Task instructions: Each line from the one containing "Question. For every instance of the mountain" to the end of the entries below must be restated exactly, and no other line should appear.

Provided data:
· · · · · · ·

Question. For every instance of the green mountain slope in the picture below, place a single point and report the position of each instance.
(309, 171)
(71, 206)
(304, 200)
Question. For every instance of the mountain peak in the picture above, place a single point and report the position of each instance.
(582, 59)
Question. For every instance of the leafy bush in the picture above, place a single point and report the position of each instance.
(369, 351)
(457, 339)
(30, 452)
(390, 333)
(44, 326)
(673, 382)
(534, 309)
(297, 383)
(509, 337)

· · · · · · ·

Response area:
Question. For every instance of the mountain peak in the picture above, place a single point and report the position of each instance.
(582, 59)
Question. For every instance of the leafy bush in the picture above, place a single point and report the position of each instance.
(369, 351)
(457, 339)
(30, 452)
(390, 333)
(44, 326)
(673, 382)
(534, 309)
(297, 383)
(509, 337)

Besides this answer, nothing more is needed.